* WORK REQUIRED:
Restate word for word the lines from the one containing "Practice step: identify the stone" through the end of the listing below, with both ends included.

►

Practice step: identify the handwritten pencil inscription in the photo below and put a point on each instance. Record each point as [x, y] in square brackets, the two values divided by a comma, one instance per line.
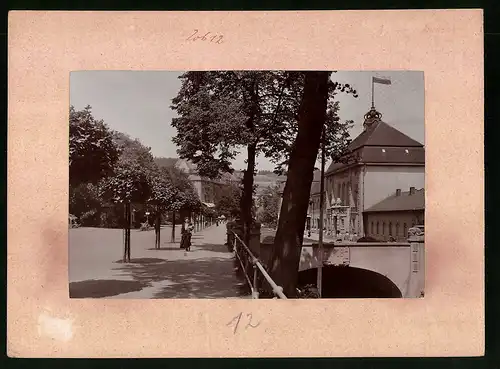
[207, 37]
[235, 322]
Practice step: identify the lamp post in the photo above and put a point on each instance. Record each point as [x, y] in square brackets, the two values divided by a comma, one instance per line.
[321, 215]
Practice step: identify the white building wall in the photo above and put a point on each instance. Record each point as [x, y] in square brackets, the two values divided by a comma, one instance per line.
[381, 182]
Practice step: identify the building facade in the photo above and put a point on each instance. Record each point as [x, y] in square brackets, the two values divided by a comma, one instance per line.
[378, 161]
[394, 216]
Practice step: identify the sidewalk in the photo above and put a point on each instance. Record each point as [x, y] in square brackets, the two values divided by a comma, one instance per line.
[207, 271]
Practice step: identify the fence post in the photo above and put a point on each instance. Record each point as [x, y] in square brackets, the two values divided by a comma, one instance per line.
[416, 282]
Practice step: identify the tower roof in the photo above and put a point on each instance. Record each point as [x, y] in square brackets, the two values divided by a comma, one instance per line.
[381, 143]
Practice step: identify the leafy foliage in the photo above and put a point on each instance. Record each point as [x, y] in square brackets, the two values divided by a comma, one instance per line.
[229, 202]
[92, 151]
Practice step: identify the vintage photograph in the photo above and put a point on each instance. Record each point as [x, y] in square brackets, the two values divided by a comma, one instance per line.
[246, 184]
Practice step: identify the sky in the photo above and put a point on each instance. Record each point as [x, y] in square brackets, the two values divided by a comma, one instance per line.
[138, 103]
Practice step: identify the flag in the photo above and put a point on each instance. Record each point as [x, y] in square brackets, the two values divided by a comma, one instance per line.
[383, 81]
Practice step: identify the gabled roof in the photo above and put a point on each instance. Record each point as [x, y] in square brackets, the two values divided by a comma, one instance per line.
[401, 202]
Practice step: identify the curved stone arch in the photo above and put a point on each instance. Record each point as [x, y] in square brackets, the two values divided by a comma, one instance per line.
[351, 282]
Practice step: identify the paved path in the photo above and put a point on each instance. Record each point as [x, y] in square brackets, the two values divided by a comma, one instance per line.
[207, 271]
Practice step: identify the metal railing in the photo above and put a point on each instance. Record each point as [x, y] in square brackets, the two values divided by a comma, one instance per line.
[257, 266]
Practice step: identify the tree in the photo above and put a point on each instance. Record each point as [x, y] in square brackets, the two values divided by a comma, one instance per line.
[220, 112]
[290, 233]
[268, 202]
[131, 182]
[92, 151]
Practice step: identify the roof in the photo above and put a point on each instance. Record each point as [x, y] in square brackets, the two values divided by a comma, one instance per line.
[381, 143]
[403, 202]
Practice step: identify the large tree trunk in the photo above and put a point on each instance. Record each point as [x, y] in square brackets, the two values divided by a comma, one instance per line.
[290, 233]
[247, 195]
[173, 227]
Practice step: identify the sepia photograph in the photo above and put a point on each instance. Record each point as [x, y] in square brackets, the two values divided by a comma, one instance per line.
[246, 184]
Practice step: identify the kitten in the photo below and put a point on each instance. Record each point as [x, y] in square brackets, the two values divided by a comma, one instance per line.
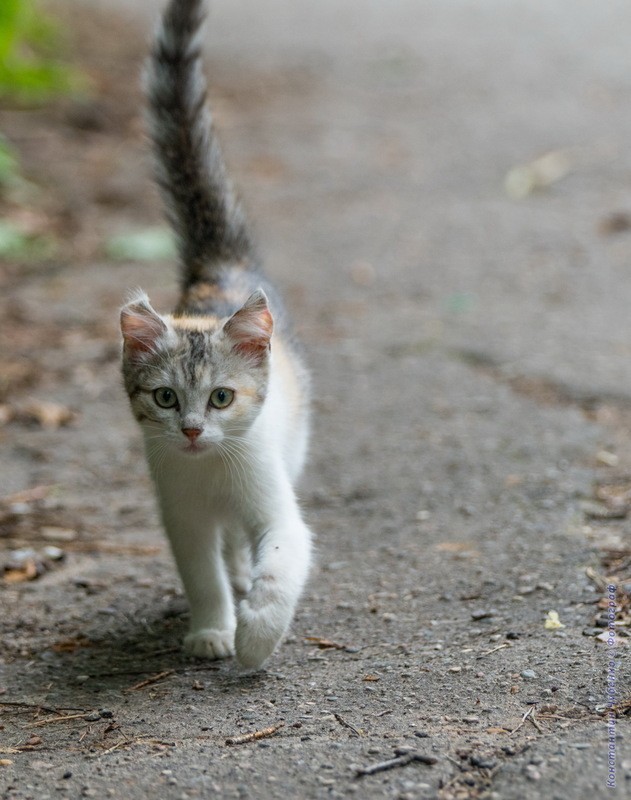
[217, 386]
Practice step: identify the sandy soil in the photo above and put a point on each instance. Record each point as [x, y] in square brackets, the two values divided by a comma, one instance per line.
[471, 457]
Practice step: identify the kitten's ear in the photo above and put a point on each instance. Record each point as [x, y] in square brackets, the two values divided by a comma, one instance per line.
[141, 327]
[250, 328]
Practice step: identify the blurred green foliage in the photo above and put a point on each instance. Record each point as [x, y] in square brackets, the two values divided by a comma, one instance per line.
[29, 44]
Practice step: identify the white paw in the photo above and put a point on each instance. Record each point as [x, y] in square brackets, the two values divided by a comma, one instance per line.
[210, 643]
[262, 619]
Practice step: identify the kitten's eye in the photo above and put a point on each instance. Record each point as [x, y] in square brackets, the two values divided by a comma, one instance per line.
[221, 398]
[165, 397]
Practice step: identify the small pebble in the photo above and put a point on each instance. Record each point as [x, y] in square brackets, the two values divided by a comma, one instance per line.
[532, 773]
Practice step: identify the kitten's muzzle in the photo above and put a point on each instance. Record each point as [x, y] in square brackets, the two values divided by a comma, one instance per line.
[192, 434]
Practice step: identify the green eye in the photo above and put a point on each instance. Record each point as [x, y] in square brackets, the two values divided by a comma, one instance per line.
[165, 397]
[221, 398]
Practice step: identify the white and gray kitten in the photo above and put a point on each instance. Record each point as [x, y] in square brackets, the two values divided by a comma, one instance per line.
[217, 387]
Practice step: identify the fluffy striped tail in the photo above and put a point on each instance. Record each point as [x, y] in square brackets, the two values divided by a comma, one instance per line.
[206, 216]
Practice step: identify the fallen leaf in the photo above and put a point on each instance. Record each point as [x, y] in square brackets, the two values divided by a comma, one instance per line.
[143, 245]
[49, 415]
[540, 173]
[553, 622]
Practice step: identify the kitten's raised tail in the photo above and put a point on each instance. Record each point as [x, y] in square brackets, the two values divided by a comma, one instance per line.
[207, 218]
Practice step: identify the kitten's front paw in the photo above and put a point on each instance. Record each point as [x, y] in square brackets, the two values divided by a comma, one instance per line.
[210, 643]
[262, 619]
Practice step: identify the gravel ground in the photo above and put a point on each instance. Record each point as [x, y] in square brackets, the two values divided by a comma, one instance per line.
[464, 305]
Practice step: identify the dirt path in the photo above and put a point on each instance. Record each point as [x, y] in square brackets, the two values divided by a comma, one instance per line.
[471, 457]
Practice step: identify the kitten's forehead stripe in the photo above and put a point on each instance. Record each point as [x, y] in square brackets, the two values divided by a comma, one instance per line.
[198, 355]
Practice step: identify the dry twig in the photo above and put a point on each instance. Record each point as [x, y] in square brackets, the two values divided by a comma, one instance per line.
[255, 735]
[401, 760]
[346, 724]
[152, 679]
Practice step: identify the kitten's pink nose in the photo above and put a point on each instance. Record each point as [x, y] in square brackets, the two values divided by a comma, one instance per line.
[191, 433]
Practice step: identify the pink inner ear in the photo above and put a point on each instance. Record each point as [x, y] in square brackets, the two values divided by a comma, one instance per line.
[251, 327]
[141, 329]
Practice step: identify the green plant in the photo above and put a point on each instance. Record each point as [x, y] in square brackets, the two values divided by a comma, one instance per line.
[29, 41]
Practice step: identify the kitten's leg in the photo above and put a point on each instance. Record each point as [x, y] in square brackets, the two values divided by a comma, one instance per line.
[200, 563]
[238, 554]
[283, 554]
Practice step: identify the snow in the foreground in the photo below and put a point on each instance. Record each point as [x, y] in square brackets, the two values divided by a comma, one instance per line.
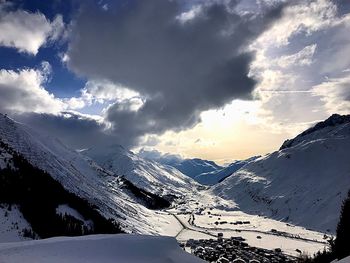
[344, 260]
[97, 248]
[12, 224]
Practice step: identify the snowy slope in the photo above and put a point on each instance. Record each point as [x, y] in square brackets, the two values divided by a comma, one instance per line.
[217, 176]
[149, 175]
[82, 176]
[196, 166]
[303, 183]
[12, 224]
[98, 248]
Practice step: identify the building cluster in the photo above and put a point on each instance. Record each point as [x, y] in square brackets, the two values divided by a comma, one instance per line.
[233, 250]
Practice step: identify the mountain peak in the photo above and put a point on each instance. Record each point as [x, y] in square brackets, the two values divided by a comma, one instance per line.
[332, 121]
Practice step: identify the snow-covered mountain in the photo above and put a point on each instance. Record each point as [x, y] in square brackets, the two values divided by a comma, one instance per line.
[303, 183]
[97, 248]
[149, 175]
[216, 176]
[113, 195]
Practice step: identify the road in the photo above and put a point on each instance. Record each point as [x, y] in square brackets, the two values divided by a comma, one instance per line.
[193, 227]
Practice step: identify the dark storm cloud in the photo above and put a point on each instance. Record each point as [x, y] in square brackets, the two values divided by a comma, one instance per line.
[74, 130]
[180, 68]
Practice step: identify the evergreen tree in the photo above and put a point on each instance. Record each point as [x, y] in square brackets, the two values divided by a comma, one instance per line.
[342, 242]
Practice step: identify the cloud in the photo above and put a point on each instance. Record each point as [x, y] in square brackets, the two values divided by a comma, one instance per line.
[22, 91]
[165, 158]
[301, 58]
[304, 17]
[180, 62]
[26, 31]
[335, 94]
[76, 130]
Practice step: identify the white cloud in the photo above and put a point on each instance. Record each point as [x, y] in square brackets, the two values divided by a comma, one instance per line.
[26, 31]
[103, 91]
[307, 17]
[335, 94]
[301, 58]
[22, 91]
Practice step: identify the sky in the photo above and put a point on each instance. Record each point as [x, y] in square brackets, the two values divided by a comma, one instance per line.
[215, 79]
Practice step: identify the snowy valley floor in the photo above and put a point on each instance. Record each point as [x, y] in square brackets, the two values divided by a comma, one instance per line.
[96, 248]
[257, 231]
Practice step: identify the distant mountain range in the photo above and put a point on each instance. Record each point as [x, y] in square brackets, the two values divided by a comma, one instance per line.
[304, 182]
[203, 171]
[127, 191]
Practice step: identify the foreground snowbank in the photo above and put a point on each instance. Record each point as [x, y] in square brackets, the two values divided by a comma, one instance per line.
[96, 248]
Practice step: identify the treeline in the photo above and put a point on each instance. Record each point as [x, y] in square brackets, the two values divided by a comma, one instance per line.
[38, 195]
[149, 200]
[340, 247]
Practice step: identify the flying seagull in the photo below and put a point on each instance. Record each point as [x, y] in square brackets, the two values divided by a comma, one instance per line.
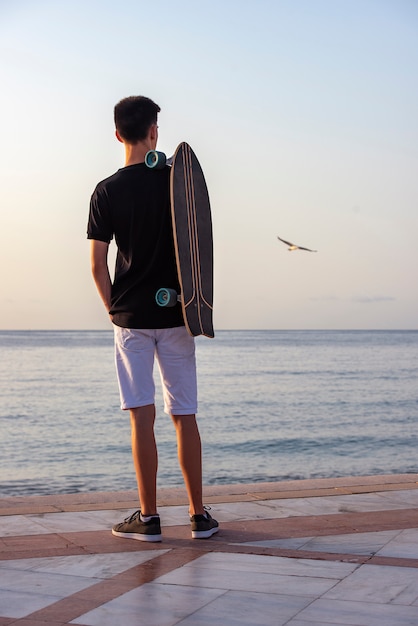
[292, 246]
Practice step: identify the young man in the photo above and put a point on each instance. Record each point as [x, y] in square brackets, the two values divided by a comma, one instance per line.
[133, 206]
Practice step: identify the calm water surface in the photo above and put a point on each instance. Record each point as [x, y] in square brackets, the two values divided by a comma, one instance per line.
[274, 405]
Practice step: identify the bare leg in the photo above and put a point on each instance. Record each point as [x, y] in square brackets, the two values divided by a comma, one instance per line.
[189, 451]
[145, 457]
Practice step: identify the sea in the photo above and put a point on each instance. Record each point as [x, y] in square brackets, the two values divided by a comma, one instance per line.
[273, 406]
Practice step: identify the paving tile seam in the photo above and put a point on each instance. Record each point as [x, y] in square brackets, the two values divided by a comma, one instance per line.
[81, 602]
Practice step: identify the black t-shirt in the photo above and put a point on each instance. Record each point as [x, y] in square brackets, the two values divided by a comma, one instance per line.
[133, 206]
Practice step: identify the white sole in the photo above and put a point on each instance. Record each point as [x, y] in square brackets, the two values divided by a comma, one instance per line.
[138, 536]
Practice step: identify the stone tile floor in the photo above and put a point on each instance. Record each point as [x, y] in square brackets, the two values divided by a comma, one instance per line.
[323, 552]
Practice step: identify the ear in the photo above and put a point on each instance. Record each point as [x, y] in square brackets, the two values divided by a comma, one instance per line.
[153, 132]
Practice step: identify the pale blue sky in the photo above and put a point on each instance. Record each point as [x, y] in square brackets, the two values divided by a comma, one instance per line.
[303, 114]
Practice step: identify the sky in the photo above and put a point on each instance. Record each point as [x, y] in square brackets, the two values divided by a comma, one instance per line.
[303, 114]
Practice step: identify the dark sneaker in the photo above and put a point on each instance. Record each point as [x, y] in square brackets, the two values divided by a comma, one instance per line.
[203, 526]
[134, 528]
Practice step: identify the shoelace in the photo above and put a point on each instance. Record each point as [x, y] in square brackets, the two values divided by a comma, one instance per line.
[133, 516]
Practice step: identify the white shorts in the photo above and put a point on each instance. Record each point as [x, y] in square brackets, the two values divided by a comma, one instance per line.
[174, 349]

◄

* RESULT BELOW:
Practice step: identify the stone tile floor in the photo above and put a point on each instance. Record each point as [x, y] in square brackets, the two values divided by a comma, one instance per line.
[323, 552]
Practice step: identify the ear in the photo above and put a point on each instance. Record each point as [x, y] in square brackets, the two values divided by a comma, one instance per line.
[153, 132]
Practice step: identify the pale blue sky in the photo above and put a point on each instance. Record each point as [x, y] in square brackets, the two values divided by a comma, one instance per line.
[303, 114]
Practice step: identify the sky in the photo above and put a point on each instance. Record each point as [x, y] in square brackets, the two values divided by a comma, one instance per line.
[303, 114]
Practice step: identify the dark sneaker in the photo above and put a point on each instance. Record each point as [x, y] in square brackets, the two values divided by a comma, one instance per line.
[203, 526]
[134, 528]
Practice step: identify the shoelace in the photo above and put a point on each instance. Record each point as [x, y] in square brackets, the two values divided by a comma, one instance per line.
[133, 516]
Practice step: identify the white shorts in the photo above and put a point on each instance. Record each point as [x, y] in square brackets, the two values divided by a comma, one instance per line.
[174, 349]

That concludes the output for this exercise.